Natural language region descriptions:
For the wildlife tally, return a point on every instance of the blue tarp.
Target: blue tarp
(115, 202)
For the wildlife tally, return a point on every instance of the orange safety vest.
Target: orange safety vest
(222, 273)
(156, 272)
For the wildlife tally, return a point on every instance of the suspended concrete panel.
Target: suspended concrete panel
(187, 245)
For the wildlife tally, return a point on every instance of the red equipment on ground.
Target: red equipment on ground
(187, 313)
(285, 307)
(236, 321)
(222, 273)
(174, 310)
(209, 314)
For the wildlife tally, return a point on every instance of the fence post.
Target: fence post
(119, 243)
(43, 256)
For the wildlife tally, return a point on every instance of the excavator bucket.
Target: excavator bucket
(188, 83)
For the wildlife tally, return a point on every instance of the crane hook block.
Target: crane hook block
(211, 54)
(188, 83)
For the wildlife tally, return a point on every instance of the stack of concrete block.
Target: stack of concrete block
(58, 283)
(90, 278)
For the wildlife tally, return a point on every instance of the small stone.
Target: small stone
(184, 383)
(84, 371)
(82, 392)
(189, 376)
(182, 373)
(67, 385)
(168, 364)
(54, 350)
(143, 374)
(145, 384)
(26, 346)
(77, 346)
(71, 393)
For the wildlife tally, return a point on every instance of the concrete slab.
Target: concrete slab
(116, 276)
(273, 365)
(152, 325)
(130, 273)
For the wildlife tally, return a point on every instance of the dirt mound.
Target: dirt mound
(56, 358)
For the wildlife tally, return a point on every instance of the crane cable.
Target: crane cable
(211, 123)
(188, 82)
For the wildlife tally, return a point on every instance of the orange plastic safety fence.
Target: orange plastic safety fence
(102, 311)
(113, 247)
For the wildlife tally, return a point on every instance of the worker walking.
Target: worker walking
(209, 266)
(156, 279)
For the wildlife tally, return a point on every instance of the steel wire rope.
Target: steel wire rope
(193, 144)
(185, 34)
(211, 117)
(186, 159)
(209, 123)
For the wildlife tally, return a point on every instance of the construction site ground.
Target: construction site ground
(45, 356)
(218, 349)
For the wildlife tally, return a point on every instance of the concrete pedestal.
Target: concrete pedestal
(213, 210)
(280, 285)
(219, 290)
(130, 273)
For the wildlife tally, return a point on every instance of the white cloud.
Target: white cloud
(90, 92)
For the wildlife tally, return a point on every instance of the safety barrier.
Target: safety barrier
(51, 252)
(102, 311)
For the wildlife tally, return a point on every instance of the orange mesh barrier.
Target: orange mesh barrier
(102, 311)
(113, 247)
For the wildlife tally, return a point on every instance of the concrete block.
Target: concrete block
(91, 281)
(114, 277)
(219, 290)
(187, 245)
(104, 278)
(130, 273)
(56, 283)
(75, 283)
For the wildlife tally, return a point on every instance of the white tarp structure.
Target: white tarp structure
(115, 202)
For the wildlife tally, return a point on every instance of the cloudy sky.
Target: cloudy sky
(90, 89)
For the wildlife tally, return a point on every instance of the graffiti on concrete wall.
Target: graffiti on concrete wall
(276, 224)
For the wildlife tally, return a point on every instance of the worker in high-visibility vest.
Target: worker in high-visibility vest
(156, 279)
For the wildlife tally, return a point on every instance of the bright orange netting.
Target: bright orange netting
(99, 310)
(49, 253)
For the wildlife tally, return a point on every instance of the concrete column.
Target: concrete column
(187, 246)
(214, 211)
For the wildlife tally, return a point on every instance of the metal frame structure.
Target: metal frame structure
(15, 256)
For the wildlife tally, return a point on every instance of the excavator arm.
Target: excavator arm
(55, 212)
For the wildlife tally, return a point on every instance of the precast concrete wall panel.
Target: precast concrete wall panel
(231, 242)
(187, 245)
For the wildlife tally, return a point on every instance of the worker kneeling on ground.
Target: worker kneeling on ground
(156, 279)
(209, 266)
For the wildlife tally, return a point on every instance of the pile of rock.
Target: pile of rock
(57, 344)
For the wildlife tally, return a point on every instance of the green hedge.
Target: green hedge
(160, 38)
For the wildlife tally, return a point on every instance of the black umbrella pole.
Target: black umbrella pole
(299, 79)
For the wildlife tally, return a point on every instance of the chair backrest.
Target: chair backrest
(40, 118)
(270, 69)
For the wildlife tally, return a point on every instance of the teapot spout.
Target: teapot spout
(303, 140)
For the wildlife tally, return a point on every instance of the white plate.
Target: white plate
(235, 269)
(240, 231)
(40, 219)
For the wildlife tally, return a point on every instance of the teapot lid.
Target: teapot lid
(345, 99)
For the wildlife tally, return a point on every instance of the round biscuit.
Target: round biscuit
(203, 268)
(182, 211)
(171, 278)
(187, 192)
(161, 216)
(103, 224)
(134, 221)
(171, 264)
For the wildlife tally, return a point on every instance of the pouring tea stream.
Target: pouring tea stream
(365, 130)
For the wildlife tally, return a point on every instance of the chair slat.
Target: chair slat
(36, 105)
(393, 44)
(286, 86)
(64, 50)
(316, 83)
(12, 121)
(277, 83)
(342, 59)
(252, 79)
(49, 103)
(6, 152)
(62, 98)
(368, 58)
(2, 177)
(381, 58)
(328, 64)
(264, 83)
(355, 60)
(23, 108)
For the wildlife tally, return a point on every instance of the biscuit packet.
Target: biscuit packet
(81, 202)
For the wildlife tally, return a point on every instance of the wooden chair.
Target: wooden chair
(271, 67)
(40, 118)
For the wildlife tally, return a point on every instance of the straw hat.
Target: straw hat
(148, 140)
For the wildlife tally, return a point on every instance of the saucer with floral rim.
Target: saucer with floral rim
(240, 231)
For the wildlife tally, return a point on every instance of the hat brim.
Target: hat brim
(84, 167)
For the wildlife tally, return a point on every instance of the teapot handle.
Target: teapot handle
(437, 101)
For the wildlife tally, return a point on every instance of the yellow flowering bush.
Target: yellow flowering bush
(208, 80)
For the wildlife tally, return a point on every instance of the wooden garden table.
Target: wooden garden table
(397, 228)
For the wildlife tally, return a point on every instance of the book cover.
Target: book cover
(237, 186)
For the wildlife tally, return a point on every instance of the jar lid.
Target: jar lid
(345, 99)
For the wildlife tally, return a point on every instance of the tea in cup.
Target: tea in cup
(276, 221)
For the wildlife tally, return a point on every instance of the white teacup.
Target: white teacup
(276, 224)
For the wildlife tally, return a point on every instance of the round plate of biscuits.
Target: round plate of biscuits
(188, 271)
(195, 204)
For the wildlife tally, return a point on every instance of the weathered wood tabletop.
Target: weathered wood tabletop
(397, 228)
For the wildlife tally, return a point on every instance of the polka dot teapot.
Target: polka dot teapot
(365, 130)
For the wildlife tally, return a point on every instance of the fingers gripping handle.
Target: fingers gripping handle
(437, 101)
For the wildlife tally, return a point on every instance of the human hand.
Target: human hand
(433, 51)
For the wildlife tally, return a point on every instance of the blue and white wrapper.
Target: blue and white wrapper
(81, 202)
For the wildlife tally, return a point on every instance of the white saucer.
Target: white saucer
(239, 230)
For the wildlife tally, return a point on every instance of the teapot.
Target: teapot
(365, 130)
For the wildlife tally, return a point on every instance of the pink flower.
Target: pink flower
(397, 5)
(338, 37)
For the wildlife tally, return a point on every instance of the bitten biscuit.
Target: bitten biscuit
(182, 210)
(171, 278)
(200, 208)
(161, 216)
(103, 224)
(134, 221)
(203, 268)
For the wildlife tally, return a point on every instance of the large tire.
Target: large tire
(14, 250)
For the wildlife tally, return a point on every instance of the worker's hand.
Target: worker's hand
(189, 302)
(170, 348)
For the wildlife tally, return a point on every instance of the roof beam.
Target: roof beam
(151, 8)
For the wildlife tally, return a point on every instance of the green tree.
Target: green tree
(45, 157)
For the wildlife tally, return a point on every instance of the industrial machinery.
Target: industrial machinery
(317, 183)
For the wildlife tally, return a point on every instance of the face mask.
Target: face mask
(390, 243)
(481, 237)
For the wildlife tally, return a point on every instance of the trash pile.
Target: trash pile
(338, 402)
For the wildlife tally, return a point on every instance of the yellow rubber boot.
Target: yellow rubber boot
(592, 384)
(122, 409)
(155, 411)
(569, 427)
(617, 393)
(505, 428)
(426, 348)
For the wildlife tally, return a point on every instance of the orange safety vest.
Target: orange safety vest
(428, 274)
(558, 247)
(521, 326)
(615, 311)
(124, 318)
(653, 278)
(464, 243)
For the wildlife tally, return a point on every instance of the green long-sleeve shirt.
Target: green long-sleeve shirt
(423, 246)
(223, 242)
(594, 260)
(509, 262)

• [WHAT IS EXPECTED] All that is wanted is an exact copy of the lines above from the one with "the chair backrest." through the one with "the teapot lid.", with both ends included.

• [RESULT OF THIS EXERCISE]
For the wildlife tally, return a point on every instance of the chair backrest.
Target: chair backrest
(40, 118)
(270, 69)
For the wildlife tally, return a point on every instance of the teapot spout.
Target: teapot spout
(303, 140)
For the wildlife tally, return a point on every instance of the white plate.
Target: white plate
(235, 269)
(240, 231)
(40, 219)
For the wildlife tally, return a point on every instance of the teapot lid.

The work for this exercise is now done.